+++ Texte source

Salut salut,
Je suis en pleine lecture des Besoins artificiels, ce qui me faire voir le monde entier au prisme de la superficialité. Mais promis, ça ne durera pas trop longtemps, l’essai de Razmig Keucheyan est assez rapide à lire. Néanmoins. Parlons 5G. Avons-nous besoin de la 5G ? Avons-nous besoin de plus de rapidité dans nos échanges ?
Avant de (ne pas) trancher cette question, il faut peut-être que je vous rappelle quelques petites choses. La 5G est la cinquième génération de standards de téléphonie mobile. Elle doit permettre un débit bien plus fort, des temps de latence réduits, et supporter la connexion simultanée d’un beaucoup plus grand nombre d’appareils qu’aujourd’hui. Elle s’envisage, surtout, comme une technologie de rupture : le but n’est pas tant de pouvoir télécharger des films en 4K sur son smartphone - même si c’est bien l’un des progrès qu’elle permettra - que de pouvoir y connecter toute sortes de choses, de votre frigo à votre voiture en passant par quantité d’objets industriels.
L’Autorité de régulation des communication et des postes (Arcep) a publié un rapport en 2017 sur les enjeux de la 5G, et un schéma qui permet de saisir rapidement ce que celle-ci doit permettre :
Si l’on en revient maintenant à la question des besoins, je peux de toute façon vous la poser autant que je veux, la 5G est clairement en route : en France, l’attribution de fréquences doit être effective en juin (début des enchères à 2,17 milliards d’euro), et les premières offres commerciales lancées en juillet 2020.
Cela dit, cette évolution dans notre manière de communiquer soulève (au moins) trois gros sujets : celui de la santé, d’abord, la nocivité des ondes millimétriques étant ardemment discutée. Celui de la sécurité, ensuite : s’il y a plus de communications et plus d’objets connectés, alors il y aura plus de données collectées. En avons-nous vraiment besoin ? Et ces données seront-elles sécurisées ? La question se pose notamment au moment où les opérateurs télécoms doivent choisir leur équipementier : en pleine lutte ouverte entre les Etats-Unis et la Chine, Huawei est par exemple accusé de présenter des risques d’espionnage.

++++++

▶ _Exercice_
Recopiez mot pour mot un passage du texte sur la 5G : commencez aux mots « Cela dit, cette » et arrêtez-vous après « des risques d’espionnage. ».

+++ Lignes de données

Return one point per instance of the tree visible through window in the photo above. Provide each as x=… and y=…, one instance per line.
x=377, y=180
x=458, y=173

++++++

▶ _Corrigé_
Cela dit, cette évolution dans notre manière de communiquer soulève (au moins) trois gros sujets : celui de la santé, d’abord, la nocivité des ondes millimétriques étant ardemment discutée. Celui de la sécurité, ensuite : s’il y a plus de communications et plus d’objets connectés, alors il y aura plus de données collectées. En avons-nous vraiment besoin ? Et ces données seront-elles sécurisées ? La question se pose notamment au moment où les opérateurs télécoms doivent choisir leur équipementier : en pleine lutte ouverte entre les Etats-Unis et la Chine, Huawei est par exemple accusé de présenter des risques d’espionnage.